■ **Given instruction a**
Return, word for word, the part of the mailing list message from "Marko Rauhamaa" to "try: return iter.__next__()".

What is a function parameter =[] for?
Marko Rauhamaa
marko at pacujo.net
Fri Nov 20 11:41:42 EST 2015
Ian Kelly <ian.g.kelly at gmail.com>:
> On Fri, Nov 20, 2015 at 9:24 AM, Chris Angelico <rosuav at gmail.com> wrote:
>> The cases where that's not true are usually ones that are more like
>> C++ overloaded functions:
>>
>> def next(iter):
>> return iter.__next__()
>> def next(iter, default):
>> try: return iter.__next__()
>> except StopIteration: return default
>
> IMO the version with the default argument should have a different
> name, as it is conceptually a different function.
I don't necessarily disagree, but consider this function:
socket.create_connection(address[, timeout[, source_address]])
<URL: https://docs.python.org/3/library/socket.html?highlight=conne
ct#socket.create_connection>
It has been implemented:
_GLOBAL_DEFAULT_TIMEOUT = object()

■ **Given instruction b**
Select each line of the listing that contains the string "street", matching case.

[Records in a dataset]
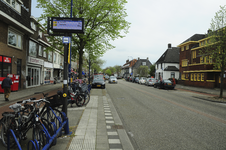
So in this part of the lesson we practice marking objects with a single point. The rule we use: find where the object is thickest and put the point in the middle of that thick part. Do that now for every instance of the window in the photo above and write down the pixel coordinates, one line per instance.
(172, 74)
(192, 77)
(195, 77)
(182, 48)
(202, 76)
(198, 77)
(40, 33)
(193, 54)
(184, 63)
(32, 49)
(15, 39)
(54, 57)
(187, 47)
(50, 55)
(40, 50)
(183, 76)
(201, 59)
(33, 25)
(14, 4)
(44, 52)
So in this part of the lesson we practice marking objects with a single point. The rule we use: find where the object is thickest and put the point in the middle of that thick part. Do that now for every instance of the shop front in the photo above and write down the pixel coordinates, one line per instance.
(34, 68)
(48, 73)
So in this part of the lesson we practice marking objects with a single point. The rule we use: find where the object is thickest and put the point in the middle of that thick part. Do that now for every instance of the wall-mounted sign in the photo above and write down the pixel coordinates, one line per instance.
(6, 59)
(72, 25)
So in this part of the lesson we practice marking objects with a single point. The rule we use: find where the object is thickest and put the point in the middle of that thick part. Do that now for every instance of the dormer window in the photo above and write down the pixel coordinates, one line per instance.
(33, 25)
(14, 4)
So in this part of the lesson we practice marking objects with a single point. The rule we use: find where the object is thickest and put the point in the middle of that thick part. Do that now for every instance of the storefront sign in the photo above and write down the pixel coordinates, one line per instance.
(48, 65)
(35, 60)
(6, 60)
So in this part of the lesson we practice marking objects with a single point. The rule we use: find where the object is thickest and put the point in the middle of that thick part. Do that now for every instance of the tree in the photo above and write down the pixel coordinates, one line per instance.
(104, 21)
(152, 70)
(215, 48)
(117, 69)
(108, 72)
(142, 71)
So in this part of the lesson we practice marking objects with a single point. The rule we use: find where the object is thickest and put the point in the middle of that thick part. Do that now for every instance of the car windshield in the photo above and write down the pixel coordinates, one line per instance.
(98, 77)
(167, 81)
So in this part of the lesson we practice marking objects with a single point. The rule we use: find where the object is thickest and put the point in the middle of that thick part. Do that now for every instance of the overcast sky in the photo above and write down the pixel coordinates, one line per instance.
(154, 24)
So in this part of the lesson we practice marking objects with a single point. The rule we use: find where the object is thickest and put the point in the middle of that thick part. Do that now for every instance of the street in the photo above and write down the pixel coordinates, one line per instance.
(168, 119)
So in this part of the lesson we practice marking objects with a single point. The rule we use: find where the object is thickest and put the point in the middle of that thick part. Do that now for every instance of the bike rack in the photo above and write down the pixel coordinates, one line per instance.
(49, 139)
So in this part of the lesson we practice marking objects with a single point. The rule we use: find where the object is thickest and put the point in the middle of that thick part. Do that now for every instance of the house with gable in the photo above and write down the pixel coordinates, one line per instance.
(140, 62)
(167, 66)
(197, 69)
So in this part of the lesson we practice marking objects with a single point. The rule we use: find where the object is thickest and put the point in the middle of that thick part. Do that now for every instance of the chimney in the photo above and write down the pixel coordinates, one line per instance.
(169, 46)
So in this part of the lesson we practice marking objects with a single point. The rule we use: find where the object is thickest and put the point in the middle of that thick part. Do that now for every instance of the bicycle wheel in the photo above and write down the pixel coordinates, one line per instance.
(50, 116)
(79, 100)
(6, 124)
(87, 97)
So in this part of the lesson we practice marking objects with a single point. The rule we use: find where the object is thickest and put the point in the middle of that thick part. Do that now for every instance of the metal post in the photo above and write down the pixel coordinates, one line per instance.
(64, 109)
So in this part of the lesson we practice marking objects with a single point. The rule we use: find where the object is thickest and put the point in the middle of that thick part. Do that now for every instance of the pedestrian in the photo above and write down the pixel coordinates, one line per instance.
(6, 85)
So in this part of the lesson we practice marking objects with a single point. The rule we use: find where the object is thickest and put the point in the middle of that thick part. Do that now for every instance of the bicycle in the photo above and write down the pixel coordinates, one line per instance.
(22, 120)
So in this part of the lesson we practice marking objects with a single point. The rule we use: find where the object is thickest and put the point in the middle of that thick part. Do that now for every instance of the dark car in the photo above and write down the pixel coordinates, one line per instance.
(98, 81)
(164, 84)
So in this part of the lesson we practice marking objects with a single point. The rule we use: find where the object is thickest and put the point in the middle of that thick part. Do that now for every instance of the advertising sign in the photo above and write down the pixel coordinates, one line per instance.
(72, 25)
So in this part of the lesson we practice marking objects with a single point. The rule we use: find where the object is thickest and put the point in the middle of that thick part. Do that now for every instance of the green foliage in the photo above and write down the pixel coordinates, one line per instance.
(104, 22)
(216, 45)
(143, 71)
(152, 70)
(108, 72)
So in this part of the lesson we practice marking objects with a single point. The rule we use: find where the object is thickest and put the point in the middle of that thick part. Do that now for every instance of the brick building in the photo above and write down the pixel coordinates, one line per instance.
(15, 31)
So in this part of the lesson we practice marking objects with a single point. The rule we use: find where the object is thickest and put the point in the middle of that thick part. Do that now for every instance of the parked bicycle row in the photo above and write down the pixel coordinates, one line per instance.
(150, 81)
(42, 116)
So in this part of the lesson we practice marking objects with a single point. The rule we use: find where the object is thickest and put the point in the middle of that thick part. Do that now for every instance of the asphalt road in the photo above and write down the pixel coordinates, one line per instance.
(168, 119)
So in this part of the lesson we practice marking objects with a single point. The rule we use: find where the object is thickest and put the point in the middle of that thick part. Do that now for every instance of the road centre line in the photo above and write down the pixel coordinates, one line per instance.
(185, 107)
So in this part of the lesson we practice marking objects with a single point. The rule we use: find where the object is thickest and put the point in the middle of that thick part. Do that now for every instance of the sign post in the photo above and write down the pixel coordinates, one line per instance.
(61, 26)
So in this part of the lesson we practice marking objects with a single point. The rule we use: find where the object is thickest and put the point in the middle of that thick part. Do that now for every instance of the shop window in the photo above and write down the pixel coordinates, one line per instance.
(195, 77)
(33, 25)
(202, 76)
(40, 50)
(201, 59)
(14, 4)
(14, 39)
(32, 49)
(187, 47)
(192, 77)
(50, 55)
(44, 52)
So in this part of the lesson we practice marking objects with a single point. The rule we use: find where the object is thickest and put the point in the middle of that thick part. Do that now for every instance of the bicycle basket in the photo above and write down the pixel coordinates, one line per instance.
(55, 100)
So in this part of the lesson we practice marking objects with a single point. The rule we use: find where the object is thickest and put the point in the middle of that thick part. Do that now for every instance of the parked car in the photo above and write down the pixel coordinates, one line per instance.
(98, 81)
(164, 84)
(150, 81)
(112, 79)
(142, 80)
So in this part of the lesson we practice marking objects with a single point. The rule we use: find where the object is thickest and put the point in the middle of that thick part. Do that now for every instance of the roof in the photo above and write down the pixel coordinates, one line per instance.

■ **Complete answer a**
Marko Rauhamaa
marko at pacujo.net
Fri Nov 20 11:41:42 EST 2015
Ian Kelly <ian.g.kelly at gmail.com>:
> On Fri, Nov 20, 2015 at 9:24 AM, Chris Angelico <rosuav at gmail.com> wrote:
>> The cases where that's not true are usually ones that are more like
>> C++ overloaded functions:
>>
>> def next(iter):
>> return iter.__next__()
>> def next(iter, default):
>> try: return iter.__next__()

■ **Complete answer b**
So in this part of the lesson we practice marking objects with a single point. The rule we use: find where the object is thickest and put the point in the middle of that thick part. Do that now for every instance of the street in the photo above and write down the pixel coordinates, one line per instance.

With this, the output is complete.